Document segment:
-- Opening Marker --

Find a differential equation whose general solution is

$$y=c_1e^{2t}+c_2e^{-3t}.$$

**Nick Callow**:

Find a differential equation with general solution $c_1e^{2t} + c_2e^{-3t}$.

Given that $r = -3, 2$ we know the characteristic equation of this general solution will be of the form $(r-2)(r+3)$. Expanding this, we get that the differential equation has the form $r^2 + r - 6$. Therefore, a differential equation with the above general solution will be $y''(t) + y'(t) - 6y(t) = 0$.

-- Closing Marker --

Supplied material:
-- Opening Marker --

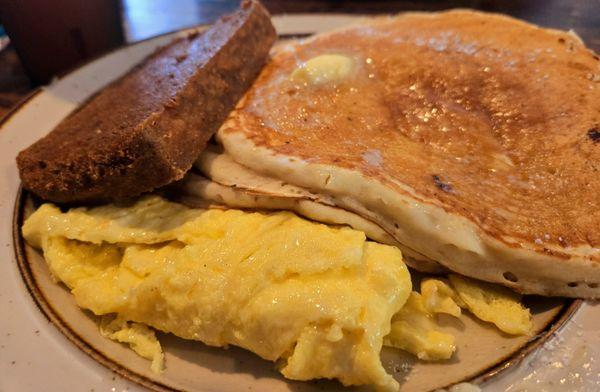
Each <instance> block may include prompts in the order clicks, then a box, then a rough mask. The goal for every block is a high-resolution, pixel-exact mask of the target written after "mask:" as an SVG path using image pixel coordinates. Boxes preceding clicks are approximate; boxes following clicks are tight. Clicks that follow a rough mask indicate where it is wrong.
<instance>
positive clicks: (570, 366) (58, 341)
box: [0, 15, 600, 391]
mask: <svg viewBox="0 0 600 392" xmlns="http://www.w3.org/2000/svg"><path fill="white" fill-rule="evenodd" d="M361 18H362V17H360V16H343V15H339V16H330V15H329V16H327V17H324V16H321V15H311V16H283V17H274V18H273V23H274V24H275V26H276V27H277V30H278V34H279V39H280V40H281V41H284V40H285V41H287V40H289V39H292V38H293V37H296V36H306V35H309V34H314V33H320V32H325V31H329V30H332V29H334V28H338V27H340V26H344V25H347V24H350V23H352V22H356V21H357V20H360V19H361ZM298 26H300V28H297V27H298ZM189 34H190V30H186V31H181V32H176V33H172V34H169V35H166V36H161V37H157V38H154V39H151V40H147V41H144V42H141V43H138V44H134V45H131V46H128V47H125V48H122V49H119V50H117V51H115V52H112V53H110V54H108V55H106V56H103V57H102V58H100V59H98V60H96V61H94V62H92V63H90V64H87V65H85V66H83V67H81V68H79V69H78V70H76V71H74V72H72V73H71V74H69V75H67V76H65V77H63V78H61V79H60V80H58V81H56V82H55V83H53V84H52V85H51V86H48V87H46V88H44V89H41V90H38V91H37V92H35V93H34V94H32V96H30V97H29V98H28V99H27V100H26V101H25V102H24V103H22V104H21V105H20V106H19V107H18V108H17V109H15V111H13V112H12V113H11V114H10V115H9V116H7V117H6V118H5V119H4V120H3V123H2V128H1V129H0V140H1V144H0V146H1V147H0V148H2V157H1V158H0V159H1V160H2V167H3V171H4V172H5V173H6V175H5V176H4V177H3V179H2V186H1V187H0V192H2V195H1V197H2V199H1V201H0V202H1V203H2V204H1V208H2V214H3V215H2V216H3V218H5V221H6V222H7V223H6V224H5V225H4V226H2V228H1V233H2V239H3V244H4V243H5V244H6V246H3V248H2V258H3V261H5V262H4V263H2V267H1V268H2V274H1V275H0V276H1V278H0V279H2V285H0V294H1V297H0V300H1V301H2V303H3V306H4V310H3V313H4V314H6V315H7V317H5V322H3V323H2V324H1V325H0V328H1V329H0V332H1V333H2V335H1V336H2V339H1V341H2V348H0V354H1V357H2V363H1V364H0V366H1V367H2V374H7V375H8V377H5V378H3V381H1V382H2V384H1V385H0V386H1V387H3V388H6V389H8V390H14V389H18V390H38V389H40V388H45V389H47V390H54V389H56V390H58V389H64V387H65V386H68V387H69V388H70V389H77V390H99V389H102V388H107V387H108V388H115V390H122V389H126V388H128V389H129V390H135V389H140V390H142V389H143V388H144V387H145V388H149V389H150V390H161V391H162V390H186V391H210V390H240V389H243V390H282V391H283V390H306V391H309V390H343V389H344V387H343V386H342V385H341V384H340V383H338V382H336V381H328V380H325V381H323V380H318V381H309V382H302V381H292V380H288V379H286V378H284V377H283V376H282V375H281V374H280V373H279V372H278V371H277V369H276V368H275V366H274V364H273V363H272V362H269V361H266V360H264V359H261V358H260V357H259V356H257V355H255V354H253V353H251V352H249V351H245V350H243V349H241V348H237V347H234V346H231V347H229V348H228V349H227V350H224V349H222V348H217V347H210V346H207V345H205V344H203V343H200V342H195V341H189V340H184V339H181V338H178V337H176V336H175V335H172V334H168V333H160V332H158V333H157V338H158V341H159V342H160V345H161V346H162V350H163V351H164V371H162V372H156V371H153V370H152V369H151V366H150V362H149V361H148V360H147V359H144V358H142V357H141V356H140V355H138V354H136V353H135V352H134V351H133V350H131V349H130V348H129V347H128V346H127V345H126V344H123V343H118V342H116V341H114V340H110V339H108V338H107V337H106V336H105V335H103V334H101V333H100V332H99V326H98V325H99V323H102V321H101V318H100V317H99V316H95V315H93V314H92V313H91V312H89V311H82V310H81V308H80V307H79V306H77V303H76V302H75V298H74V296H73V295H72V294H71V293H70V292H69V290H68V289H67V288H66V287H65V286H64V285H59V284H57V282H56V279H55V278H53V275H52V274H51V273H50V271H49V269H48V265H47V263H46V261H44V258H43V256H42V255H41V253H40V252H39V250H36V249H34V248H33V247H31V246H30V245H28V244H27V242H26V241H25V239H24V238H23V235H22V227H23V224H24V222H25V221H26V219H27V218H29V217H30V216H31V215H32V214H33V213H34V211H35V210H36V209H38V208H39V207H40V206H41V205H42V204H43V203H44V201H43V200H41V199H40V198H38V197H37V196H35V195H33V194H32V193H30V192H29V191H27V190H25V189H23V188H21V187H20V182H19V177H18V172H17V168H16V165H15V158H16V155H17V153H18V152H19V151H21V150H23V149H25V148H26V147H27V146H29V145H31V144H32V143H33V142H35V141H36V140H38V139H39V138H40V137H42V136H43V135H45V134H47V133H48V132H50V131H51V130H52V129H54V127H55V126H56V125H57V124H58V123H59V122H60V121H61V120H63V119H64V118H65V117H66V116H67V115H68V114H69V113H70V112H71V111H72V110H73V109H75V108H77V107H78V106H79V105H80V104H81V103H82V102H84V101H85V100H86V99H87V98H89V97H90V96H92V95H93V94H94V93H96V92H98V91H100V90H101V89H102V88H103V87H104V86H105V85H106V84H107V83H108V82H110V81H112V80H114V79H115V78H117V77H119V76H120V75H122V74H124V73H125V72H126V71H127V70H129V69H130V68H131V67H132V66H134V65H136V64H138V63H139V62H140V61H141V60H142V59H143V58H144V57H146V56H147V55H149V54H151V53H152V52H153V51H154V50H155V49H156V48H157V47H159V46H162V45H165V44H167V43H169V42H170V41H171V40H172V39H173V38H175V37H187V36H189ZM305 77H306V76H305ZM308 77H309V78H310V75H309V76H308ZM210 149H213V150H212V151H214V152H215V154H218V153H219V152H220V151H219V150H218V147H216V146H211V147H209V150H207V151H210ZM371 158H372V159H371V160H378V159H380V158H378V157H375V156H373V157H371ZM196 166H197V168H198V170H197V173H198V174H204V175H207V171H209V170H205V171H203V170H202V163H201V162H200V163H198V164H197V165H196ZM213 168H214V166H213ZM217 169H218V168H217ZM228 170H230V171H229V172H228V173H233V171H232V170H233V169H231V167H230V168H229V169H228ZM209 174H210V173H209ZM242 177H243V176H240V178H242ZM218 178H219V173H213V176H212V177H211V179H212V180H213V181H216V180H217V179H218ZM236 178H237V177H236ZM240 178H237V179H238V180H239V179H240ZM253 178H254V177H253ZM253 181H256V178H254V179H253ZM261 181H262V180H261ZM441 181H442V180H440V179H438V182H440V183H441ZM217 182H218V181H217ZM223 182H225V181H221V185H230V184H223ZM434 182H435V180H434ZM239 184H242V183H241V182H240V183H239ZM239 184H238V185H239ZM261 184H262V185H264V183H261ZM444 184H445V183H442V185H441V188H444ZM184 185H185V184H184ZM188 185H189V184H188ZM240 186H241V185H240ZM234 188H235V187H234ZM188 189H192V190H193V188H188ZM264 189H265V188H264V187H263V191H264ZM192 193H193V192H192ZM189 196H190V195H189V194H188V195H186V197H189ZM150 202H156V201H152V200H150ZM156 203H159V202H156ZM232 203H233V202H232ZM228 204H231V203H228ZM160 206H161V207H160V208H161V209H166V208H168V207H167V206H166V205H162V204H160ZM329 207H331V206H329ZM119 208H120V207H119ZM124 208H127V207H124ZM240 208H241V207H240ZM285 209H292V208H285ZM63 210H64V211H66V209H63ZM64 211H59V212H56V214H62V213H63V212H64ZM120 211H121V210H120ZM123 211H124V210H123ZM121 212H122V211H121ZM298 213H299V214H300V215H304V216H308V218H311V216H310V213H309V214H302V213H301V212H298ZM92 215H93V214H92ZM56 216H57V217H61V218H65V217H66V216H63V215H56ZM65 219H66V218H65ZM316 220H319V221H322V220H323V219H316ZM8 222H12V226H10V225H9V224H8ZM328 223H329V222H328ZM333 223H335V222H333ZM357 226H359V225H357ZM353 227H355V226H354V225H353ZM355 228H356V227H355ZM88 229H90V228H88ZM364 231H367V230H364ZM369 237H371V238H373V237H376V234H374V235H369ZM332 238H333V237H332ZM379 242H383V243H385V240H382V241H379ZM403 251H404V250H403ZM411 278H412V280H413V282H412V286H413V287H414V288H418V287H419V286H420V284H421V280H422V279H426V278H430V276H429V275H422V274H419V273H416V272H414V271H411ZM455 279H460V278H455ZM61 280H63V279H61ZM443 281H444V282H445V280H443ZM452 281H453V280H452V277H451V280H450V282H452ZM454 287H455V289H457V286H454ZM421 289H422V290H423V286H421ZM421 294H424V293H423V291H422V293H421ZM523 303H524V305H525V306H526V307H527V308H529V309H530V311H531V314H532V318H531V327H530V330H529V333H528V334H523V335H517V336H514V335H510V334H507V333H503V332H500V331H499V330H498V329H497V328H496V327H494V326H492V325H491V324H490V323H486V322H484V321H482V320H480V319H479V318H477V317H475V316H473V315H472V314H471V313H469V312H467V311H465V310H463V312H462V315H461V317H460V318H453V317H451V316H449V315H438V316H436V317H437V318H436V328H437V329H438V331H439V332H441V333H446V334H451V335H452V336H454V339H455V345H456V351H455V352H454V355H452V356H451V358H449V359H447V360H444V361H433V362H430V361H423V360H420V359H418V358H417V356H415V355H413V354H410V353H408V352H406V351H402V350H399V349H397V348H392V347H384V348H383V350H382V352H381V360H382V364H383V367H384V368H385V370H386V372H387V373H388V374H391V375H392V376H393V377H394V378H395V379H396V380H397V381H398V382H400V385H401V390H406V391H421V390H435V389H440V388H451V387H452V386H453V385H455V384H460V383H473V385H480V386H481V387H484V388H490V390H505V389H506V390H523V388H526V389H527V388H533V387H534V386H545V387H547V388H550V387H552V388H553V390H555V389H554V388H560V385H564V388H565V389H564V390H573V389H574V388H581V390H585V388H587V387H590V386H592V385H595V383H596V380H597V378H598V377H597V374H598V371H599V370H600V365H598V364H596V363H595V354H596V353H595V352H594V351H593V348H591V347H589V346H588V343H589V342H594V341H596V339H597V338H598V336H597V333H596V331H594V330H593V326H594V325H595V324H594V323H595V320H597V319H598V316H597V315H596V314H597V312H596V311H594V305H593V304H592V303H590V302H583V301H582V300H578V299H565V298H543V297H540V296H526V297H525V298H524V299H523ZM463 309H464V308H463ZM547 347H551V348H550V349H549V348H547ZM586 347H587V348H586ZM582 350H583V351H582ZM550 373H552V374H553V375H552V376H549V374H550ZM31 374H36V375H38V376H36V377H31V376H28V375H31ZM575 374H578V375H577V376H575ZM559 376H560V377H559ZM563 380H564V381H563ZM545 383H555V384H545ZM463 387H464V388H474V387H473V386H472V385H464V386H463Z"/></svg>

-- Closing Marker --

Description of the task:
Extract the full text on finding a differential equation from its general solution, copying it word for word. The records have nothing to do with the text.

Result for this task:
Find a differential equation whose general solution is

$$y=c_1e^{2t}+c_2e^{-3t}.$$

**Nick Callow**:

Find a differential equation with general solution $c_1e^{2t} + c_2e^{-3t}$.

Given that $r = -3, 2$ we know the characteristic equation of this general solution will be of the form $(r-2)(r+3)$. Expanding this, we get that the differential equation has the form $r^2 + r - 6$. Therefore, a differential equation with the above general solution will be $y''(t) + y'(t) - 6y(t) = 0$.